I have an array of n different elements in javascript, I know there are n! possible ways to order these elements. I want to know what's the most effective (fastest) algorithm to generate all possible orderings of this array?
I have this code:
var swap = function(array, frstElm, scndElm) {
var temp = array[frstElm];
array[frstElm] = array[scndElm];
array[scndElm] = temp;
}
var permutation = function(array, leftIndex, size) {
var x;
if(leftIndex === size) {
temp = "";
for (var i = 0; i < array.length; i++) {
temp += array[i] + " ";
}
console.log("---------------> " + temp);
} else {
for(x = leftIndex; x < size; x++) {
swap(array, leftIndex, x);
permutation(array, leftIndex + 1, size);
swap(array, leftIndex, x);
}
}
}
arrCities = ["Sidney", "Melbourne", "Queenstown"];
permutation(arrCities, 0, arrCities.length);
And it works, but I guess swapping every item to get the combinations is a bit expensive memory wise, I thought a good way of doing it is just focusing on the indexes of the array and getting all the permutations of the numbers, I'm wondering if there's a way of computing all of them without having to switch elements within the array? I guess recursively is possible to get all of them, I need help to do so.
So for example if I have:
arrCities = ["Sidney", "Melbourne", "Queenstown"];
I want the output to be:
[[012],[021],[102],[120],[201],[210]]
or:
[[0,1,2],
[0,2,1],
[1,0,2],
[1,2,0],
[2,0,1],
[2,1,0]]
I'm reading this:
http://en.wikipedia.org/wiki/Permutation#Algorithms_to_generate_permutations
But Wikipedia has never been good at explaining. I don't understand much of it, I have to say my math level isn't the best.
This function, perm(xs), returns all the permutations of a given array:
function perm(xs) {
let ret = [];
for (let i = 0; i < xs.length; i = i + 1) {
let rest = perm(xs.slice(0, i).concat(xs.slice(i + 1)));
if(!rest.length) {
ret.push([xs[i]])

**Items**:
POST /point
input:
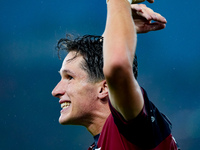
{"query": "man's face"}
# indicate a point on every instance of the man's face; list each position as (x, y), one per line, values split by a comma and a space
(77, 95)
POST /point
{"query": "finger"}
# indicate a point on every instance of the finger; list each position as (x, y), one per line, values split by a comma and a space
(158, 17)
(136, 8)
(156, 26)
(150, 1)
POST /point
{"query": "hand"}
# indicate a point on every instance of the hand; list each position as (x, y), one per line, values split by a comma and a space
(143, 17)
(139, 1)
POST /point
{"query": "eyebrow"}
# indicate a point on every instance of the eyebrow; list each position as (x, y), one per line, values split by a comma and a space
(66, 71)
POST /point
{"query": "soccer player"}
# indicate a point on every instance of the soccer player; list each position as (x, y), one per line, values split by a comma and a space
(98, 87)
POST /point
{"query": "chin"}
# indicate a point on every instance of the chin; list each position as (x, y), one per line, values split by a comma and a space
(63, 121)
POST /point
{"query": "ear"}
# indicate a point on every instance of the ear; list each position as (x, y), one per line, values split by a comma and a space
(103, 90)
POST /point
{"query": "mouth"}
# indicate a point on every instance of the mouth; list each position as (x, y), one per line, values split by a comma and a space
(65, 105)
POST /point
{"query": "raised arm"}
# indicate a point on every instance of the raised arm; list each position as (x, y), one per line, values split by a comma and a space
(119, 50)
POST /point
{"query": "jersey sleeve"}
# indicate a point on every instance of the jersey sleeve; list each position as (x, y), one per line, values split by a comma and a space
(148, 129)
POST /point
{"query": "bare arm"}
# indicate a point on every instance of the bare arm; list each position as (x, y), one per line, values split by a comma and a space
(119, 50)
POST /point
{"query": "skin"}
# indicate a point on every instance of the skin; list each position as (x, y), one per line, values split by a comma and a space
(88, 100)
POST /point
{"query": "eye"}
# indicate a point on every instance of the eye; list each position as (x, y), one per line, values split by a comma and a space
(69, 77)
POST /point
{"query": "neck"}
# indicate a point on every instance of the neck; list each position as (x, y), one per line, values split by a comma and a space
(97, 124)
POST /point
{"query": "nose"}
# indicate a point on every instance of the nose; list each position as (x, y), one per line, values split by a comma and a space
(59, 90)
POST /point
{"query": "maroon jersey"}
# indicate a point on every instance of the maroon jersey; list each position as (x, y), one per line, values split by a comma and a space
(149, 130)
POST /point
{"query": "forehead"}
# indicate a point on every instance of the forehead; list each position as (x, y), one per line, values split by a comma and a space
(73, 62)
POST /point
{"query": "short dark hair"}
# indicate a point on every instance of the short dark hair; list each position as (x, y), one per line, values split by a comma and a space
(91, 48)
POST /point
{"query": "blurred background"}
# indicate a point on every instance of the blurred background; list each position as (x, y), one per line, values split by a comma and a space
(29, 30)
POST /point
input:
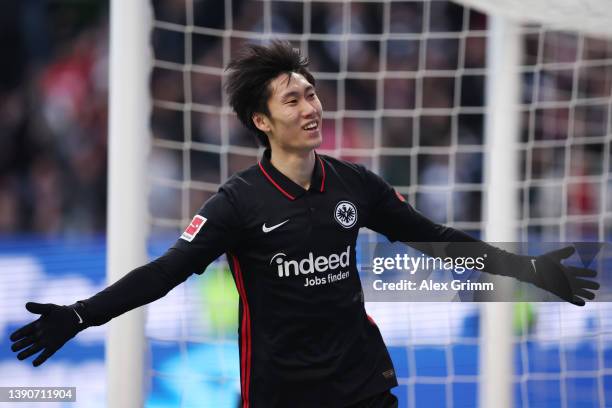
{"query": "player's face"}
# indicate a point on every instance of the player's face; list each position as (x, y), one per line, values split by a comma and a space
(294, 123)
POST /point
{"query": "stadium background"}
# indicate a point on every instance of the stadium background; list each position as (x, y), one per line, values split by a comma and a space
(53, 118)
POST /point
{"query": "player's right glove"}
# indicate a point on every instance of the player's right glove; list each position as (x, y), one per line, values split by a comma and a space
(570, 283)
(56, 325)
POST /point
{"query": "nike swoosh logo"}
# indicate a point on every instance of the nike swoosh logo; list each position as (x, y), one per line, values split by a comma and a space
(272, 228)
(79, 316)
(535, 270)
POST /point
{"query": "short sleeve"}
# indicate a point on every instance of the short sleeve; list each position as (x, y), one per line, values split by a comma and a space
(214, 230)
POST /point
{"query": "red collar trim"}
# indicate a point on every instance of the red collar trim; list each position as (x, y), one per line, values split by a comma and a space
(323, 170)
(289, 196)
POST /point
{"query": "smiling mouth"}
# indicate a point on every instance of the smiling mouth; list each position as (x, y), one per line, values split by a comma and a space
(314, 125)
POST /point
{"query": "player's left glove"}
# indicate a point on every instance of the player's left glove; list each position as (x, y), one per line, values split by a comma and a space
(568, 282)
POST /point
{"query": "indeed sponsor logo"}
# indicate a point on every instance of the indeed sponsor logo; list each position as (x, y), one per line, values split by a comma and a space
(310, 264)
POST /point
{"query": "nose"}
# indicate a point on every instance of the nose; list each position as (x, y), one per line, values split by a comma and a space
(308, 109)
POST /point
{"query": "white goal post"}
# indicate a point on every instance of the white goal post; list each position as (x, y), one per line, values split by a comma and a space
(129, 139)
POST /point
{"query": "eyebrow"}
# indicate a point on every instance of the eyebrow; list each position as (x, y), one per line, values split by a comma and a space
(296, 93)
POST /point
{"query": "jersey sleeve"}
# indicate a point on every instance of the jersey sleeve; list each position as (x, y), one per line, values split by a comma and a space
(390, 215)
(214, 230)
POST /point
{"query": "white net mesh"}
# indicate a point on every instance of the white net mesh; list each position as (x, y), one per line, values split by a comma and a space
(402, 86)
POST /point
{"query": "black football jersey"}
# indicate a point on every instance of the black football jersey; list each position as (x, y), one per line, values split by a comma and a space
(305, 338)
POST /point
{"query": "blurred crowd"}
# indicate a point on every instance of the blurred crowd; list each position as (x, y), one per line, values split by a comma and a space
(53, 98)
(428, 103)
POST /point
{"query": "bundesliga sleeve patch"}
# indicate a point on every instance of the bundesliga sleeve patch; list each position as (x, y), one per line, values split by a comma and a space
(194, 227)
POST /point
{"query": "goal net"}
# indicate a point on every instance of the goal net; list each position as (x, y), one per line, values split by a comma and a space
(403, 90)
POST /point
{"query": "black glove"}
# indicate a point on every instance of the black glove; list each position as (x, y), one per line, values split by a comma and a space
(49, 332)
(567, 282)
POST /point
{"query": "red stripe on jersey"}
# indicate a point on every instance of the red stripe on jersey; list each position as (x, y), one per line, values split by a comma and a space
(245, 359)
(323, 170)
(274, 182)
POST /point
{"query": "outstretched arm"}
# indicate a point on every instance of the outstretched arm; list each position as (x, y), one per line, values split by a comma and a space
(216, 232)
(58, 324)
(399, 221)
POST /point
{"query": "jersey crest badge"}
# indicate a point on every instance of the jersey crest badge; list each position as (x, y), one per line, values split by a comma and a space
(194, 227)
(346, 214)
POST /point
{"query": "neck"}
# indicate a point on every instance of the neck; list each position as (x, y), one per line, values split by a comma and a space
(297, 166)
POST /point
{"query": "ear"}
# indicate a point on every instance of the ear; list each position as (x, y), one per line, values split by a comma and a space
(261, 122)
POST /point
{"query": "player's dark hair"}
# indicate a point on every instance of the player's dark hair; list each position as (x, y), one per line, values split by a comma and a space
(250, 74)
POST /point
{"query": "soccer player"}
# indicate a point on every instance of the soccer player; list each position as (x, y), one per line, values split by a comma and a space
(289, 226)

**Task list**:
#1 Transcribe part of the permutations thread, beginning at the words "I have an array" and stopping after "of this array?".
#2 In the permutations thread, which three city names make up the example array?
The items are separate from the permutations thread and unrelated to it.

**Responses for each task**:
#1
I have an array of n different elements in javascript, I know there are n! possible ways to order these elements. I want to know what's the most effective (fastest) algorithm to generate all possible orderings of this array?

#2 Sidney, Melbourne, and Queenstown.